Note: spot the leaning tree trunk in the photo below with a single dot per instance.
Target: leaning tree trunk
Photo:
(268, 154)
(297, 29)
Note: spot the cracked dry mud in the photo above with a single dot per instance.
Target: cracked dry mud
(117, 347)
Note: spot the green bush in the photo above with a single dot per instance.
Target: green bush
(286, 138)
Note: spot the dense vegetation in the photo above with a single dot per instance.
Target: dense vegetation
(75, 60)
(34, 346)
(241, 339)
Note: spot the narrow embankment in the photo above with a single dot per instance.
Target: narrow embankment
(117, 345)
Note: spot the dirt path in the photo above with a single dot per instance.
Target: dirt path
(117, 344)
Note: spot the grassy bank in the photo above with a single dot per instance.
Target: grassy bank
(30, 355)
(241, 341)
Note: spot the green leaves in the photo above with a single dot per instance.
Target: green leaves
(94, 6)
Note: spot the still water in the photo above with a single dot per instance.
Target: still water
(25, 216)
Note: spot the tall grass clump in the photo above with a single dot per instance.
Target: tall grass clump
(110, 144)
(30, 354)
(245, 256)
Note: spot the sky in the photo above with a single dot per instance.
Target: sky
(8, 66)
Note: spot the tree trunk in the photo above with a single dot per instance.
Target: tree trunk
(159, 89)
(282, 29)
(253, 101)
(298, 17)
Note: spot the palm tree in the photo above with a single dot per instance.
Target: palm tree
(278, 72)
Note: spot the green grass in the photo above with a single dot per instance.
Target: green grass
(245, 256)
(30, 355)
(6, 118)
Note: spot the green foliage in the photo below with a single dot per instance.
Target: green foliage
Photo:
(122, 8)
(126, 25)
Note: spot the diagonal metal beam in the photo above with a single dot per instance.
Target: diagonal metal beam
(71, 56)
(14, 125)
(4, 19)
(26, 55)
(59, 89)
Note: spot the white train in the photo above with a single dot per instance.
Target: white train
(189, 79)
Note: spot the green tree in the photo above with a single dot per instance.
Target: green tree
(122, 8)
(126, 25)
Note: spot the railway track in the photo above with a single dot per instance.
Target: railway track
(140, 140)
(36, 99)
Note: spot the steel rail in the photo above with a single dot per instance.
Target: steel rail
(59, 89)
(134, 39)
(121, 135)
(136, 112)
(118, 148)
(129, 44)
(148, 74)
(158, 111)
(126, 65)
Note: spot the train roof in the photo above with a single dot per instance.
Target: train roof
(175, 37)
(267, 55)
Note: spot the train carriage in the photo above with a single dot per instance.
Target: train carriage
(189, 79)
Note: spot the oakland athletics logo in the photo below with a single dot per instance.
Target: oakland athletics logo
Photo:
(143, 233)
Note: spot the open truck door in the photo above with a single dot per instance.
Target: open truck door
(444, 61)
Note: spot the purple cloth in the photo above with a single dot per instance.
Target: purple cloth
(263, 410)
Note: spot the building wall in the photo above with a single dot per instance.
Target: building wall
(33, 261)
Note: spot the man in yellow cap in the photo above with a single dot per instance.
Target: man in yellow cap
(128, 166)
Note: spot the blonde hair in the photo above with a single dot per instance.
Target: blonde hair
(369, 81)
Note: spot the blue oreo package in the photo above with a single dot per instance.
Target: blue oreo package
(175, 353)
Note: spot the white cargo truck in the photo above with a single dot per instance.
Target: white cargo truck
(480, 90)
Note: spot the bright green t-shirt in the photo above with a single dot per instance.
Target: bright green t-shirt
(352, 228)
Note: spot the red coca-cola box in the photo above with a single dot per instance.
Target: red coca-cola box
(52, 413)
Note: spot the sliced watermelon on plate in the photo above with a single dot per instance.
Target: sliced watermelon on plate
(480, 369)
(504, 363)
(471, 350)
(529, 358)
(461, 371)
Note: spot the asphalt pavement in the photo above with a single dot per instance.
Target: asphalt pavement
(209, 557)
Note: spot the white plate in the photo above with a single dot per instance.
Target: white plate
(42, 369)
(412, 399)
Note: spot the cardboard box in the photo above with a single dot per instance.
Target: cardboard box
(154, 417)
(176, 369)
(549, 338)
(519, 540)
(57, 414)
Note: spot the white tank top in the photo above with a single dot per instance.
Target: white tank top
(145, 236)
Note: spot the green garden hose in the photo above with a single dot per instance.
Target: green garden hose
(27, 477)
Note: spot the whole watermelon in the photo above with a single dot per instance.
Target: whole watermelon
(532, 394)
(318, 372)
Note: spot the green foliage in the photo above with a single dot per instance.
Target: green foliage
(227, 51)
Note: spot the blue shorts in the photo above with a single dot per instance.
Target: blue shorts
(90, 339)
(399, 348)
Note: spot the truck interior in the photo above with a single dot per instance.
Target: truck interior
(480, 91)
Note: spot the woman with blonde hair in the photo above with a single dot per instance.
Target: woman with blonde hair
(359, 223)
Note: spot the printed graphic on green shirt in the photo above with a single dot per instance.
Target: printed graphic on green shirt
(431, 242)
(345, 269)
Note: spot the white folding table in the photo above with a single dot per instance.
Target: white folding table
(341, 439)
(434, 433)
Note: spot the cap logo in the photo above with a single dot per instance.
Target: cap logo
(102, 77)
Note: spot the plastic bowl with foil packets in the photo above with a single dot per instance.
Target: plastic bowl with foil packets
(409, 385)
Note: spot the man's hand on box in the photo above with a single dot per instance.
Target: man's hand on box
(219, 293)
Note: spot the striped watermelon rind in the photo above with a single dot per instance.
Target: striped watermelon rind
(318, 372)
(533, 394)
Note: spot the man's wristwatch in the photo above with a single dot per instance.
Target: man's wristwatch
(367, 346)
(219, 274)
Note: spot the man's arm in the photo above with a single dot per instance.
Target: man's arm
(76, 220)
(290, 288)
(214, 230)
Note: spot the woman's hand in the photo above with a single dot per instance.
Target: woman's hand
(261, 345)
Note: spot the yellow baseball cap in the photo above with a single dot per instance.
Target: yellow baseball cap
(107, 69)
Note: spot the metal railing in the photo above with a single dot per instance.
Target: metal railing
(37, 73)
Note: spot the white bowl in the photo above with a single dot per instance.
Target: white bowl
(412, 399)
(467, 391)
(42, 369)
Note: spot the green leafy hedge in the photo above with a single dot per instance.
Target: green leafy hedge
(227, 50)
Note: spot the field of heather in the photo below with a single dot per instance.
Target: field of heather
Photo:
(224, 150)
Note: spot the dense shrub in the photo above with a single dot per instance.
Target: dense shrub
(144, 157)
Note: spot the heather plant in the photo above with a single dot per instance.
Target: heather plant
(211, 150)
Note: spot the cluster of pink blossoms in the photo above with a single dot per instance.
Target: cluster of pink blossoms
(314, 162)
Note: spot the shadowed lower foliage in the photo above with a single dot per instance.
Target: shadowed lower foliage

WORK TO BE COMPLETED — Convert every line of the entries above into a JSON list of strings, with one string per line and blank lines omitted.

ANSWER TO THIS PROBLEM —
[
  "Note: spot the leaning tree trunk in the photo below with a single dot per instance.",
  "Target: leaning tree trunk",
  "Photo:",
  "(268, 154)",
  "(297, 29)",
  "Note: spot the cracked dry mud in the photo above with a single dot per instance.",
  "Target: cracked dry mud",
  "(117, 347)",
  "Note: spot the green bush in the photo above with a single dot per instance.",
  "Target: green bush",
  "(286, 138)",
  "Note: spot the dense vegetation in the photo above with a single dot per instance.",
  "Target: dense vegetation",
  "(75, 60)",
  "(34, 346)",
  "(241, 339)",
  "Note: spot the narrow embankment in the photo above with a single dot per instance.",
  "Target: narrow embankment",
  "(117, 345)",
  "Note: spot the dirt path in the photo above with a single dot per instance.",
  "Target: dirt path",
  "(117, 344)",
  "Note: spot the grassy bank in the photo above with a single dot per instance.",
  "Target: grassy bank",
  "(30, 355)",
  "(241, 341)",
  "Note: spot the green leaves in the photo above with a single dot per instance.",
  "Target: green leaves",
  "(94, 6)",
  "Note: spot the still water in the photo above with a single dot per instance.",
  "Target: still water",
  "(25, 216)",
  "Note: spot the tall grass clump in the photo above with a single dot per instance.",
  "Target: tall grass clump",
  "(110, 144)",
  "(30, 354)",
  "(245, 256)",
  "Note: spot the sky in the photo above with a single dot per instance.",
  "Target: sky",
  "(8, 66)",
  "Note: spot the tree trunk in the photo above with a single dot per instance.",
  "Target: tree trunk",
  "(159, 89)",
  "(282, 29)",
  "(253, 101)",
  "(298, 17)",
  "Note: spot the palm tree in the photo above with a single dot per instance.",
  "Target: palm tree",
  "(278, 72)",
  "Note: spot the green grass in the photo above with a single dot per instance.",
  "Target: green grass",
  "(245, 256)",
  "(30, 355)",
  "(6, 118)",
  "Note: spot the green foliage in the photo below with a single dot per instance.",
  "Target: green foliage",
  "Photo:",
  "(122, 8)",
  "(126, 25)",
  "Note: spot the diagonal metal beam in the photo above with a single dot per instance.",
  "Target: diagonal metal beam",
  "(71, 56)",
  "(14, 125)",
  "(4, 19)",
  "(26, 55)",
  "(59, 89)",
  "Note: spot the white train in the photo above with a single dot per instance.",
  "Target: white train",
  "(189, 79)",
  "Note: spot the green tree in the photo above with a single dot per instance.",
  "Target: green tree",
  "(122, 8)",
  "(126, 25)",
  "Note: spot the railway track in the photo above with a single dot per instance.",
  "Target: railway track",
  "(140, 140)",
  "(36, 99)",
  "Note: spot the steel rail in the photo above with a single dot per instance.",
  "Target: steel rail",
  "(59, 89)",
  "(134, 39)",
  "(121, 135)",
  "(136, 112)",
  "(118, 148)",
  "(129, 44)",
  "(148, 74)",
  "(158, 111)",
  "(126, 65)",
  "Note: spot the train roof in the photo above with a single dot per instance.",
  "Target: train roof",
  "(175, 37)",
  "(267, 55)",
  "Note: spot the train carriage in the photo above with a single dot per instance.",
  "Target: train carriage",
  "(189, 79)",
  "Note: spot the oakland athletics logo in the photo below with a single dot per instance.",
  "Target: oakland athletics logo",
  "Photo:",
  "(143, 233)",
  "Note: spot the open truck door in the photo above with a single dot per instance.",
  "Target: open truck door",
  "(444, 61)",
  "Note: spot the purple cloth in the photo above with a single dot per instance.",
  "Target: purple cloth",
  "(263, 410)",
  "Note: spot the building wall in the photo above with a single dot per instance.",
  "Target: building wall",
  "(33, 261)",
  "Note: spot the man in yellow cap in the photo above with a single dot per instance.",
  "Target: man in yellow cap",
  "(128, 166)",
  "Note: spot the blonde hair in the photo above with a single dot per instance.",
  "Target: blonde hair",
  "(369, 81)",
  "Note: spot the blue oreo package in the photo above with a single dot per instance.",
  "Target: blue oreo package",
  "(175, 353)",
  "Note: spot the white cargo truck in the photo above with a single dot per instance.",
  "Target: white cargo truck",
  "(480, 90)",
  "Note: spot the bright green t-shirt in the photo above with a single dot per instance.",
  "Target: bright green t-shirt",
  "(352, 228)",
  "Note: spot the red coca-cola box in the photo above with a single dot per instance.",
  "Target: red coca-cola box",
  "(52, 413)",
  "Note: spot the sliced watermelon on plate in the photo above with a single dot per instance.",
  "Target: sliced watermelon on plate",
  "(480, 369)",
  "(504, 363)",
  "(471, 350)",
  "(529, 358)",
  "(461, 371)",
  "Note: spot the asphalt pavement in the photo above with a single dot per instance.",
  "Target: asphalt pavement",
  "(209, 557)",
  "Note: spot the white plate in the photo above with a single dot per instance.",
  "Target: white plate",
  "(42, 369)",
  "(412, 399)",
  "Note: spot the cardboard box in the photo above with a single dot per instance.",
  "Target: cardboard box",
  "(154, 417)",
  "(176, 369)",
  "(549, 338)",
  "(519, 540)",
  "(57, 414)",
  "Note: spot the white tank top in the photo above with a single dot per instance.",
  "Target: white tank top",
  "(145, 236)",
  "Note: spot the green garden hose in the photo above with a single dot per instance.",
  "Target: green garden hose",
  "(27, 477)",
  "Note: spot the whole watermelon in the photo above with a single dot per instance.",
  "Target: whole watermelon",
  "(532, 394)",
  "(318, 372)",
  "Note: spot the green foliage in the photo above with a single dot per instance.",
  "Target: green foliage",
  "(227, 51)",
  "Note: spot the blue shorts in the photo above with a single dot per instance.",
  "Target: blue shorts",
  "(90, 339)",
  "(399, 348)",
  "Note: spot the truck interior in the photo above with a single dot per instance.",
  "Target: truck interior",
  "(480, 91)",
  "Note: spot the woman with blonde hair in the photo above with a single dot per instance.",
  "Target: woman with blonde hair",
  "(359, 223)",
  "Note: spot the printed graphic on green shirt in the photo above with a single dot per instance.",
  "Target: printed graphic on green shirt",
  "(431, 242)",
  "(345, 269)",
  "Note: spot the white folding table in the photo above with a single dot per instance.",
  "Target: white folding table",
  "(341, 439)",
  "(434, 433)",
  "Note: spot the cap logo in the photo above with a single dot per instance.",
  "Target: cap logo",
  "(102, 77)",
  "Note: spot the plastic bowl with foil packets in the photo above with a single dot per instance.",
  "Target: plastic bowl with foil packets",
  "(409, 385)",
  "Note: spot the man's hand on box in the photo above with a single dot per instance.",
  "Target: man's hand on box",
  "(219, 293)",
  "Note: spot the striped watermelon rind in the photo above with a single dot per instance.",
  "Target: striped watermelon rind",
  "(318, 372)",
  "(533, 394)",
  "Note: spot the man's wristwatch in the photo above with a single dot per instance.",
  "Target: man's wristwatch",
  "(367, 346)",
  "(219, 274)",
  "Note: spot the man's arm in the photo above with a single dot per instance.",
  "Target: man's arm",
  "(76, 220)",
  "(290, 288)",
  "(214, 230)",
  "Note: spot the woman's hand in the photo above with a single dot per instance.",
  "Target: woman's hand",
  "(261, 345)",
  "Note: spot the yellow baseball cap in the photo above with a single dot per instance.",
  "Target: yellow baseball cap",
  "(107, 69)",
  "Note: spot the metal railing in the photo above with a single dot per instance.",
  "Target: metal railing",
  "(37, 73)",
  "Note: spot the white bowl in the photo above with a single dot per instance.",
  "Target: white bowl",
  "(412, 399)",
  "(467, 391)",
  "(42, 369)",
  "Note: spot the green leafy hedge in the photo above with a single dot per instance.",
  "Target: green leafy hedge",
  "(227, 50)",
  "Note: spot the field of heather in the photo below with a single dot per instance.",
  "Target: field of heather",
  "Photo:",
  "(224, 150)",
  "Note: spot the dense shrub in the photo above with a single dot per instance.",
  "Target: dense shrub",
  "(144, 157)",
  "Note: spot the heather plant in the photo above with a single dot per instance.",
  "Target: heather plant",
  "(211, 150)",
  "Note: spot the cluster of pink blossoms in the photo above with a single dot per instance.",
  "Target: cluster of pink blossoms",
  "(314, 162)",
  "Note: spot the shadowed lower foliage in the photo above with a single dot per instance.",
  "Target: shadowed lower foliage"
]